* LISTED ENTRIES
[Start of section]
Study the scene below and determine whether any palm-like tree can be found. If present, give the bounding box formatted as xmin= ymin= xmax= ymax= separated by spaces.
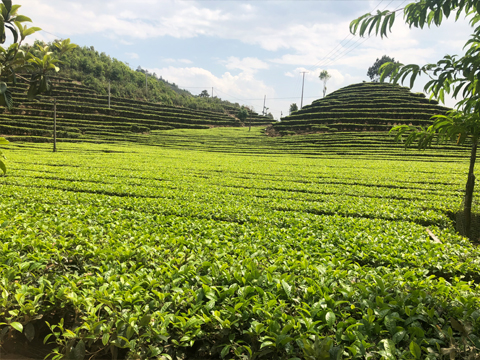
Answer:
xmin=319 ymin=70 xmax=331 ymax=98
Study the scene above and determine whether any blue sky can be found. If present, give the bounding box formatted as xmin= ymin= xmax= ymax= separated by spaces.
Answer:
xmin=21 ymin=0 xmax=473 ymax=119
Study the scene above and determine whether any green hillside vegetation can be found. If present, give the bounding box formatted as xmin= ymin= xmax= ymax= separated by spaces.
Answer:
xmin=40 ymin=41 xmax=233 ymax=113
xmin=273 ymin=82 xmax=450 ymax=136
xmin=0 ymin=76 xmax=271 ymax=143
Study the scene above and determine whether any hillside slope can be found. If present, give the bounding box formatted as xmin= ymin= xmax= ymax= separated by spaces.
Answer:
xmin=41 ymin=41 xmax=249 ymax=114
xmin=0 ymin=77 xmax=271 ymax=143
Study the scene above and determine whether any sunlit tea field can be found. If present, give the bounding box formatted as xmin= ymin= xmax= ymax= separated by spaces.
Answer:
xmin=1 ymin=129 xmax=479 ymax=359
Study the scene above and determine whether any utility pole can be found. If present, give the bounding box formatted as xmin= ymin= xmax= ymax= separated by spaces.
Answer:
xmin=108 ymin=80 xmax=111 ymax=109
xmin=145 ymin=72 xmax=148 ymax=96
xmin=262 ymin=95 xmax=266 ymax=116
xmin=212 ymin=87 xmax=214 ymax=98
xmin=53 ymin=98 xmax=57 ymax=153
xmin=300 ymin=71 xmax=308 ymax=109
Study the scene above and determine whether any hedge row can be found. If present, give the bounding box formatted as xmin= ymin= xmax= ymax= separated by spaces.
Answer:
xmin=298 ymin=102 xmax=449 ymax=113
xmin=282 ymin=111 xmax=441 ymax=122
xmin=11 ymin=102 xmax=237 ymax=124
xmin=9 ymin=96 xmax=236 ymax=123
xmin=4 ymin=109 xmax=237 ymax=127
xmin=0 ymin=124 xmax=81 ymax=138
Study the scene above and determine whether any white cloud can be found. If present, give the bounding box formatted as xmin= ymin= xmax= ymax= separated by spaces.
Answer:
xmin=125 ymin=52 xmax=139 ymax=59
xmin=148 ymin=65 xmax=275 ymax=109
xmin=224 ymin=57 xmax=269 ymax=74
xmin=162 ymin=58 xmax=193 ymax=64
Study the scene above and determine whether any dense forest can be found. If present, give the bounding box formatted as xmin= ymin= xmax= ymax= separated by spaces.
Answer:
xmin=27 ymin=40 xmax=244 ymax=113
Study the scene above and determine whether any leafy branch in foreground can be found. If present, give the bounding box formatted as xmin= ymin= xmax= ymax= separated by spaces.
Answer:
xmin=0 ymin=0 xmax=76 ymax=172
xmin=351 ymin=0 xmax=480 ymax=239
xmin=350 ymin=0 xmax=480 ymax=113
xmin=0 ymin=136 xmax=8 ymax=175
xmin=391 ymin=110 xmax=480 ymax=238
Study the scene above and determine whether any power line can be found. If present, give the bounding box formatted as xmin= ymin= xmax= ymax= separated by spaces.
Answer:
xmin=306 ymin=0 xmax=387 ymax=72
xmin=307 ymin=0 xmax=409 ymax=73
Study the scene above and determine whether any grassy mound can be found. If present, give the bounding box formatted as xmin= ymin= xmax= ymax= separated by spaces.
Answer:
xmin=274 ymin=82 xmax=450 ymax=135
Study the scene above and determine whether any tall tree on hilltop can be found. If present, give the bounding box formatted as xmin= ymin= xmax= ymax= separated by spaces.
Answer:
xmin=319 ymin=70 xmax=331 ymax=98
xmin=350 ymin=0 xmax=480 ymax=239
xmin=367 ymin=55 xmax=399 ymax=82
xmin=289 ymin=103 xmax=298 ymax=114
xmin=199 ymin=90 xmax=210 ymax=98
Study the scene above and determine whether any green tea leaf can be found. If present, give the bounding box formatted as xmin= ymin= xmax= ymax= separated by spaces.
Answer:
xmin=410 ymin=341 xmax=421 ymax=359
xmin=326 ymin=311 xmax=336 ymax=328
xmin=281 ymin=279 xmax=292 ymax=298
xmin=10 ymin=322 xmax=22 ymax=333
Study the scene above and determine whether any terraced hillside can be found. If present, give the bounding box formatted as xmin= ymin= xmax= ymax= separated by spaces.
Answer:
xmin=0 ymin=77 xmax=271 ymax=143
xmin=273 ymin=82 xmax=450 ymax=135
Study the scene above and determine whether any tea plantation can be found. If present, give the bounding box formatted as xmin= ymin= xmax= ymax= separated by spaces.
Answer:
[End of section]
* WHAT THE TASK REQUIRES
Copy every line from the data that includes the string "green".

* SOLUTION FOR THIS TASK
Study the scene above and determine whether any green hillside vegetation can be found. If present, give the bounding box formatted as xmin= ymin= xmax= ymax= separated by spaces.
Study the scene above and determine whether any green tea leaf can be found. If present, give the bounding box formatted as xmin= ymin= xmax= ymax= separated by spaces.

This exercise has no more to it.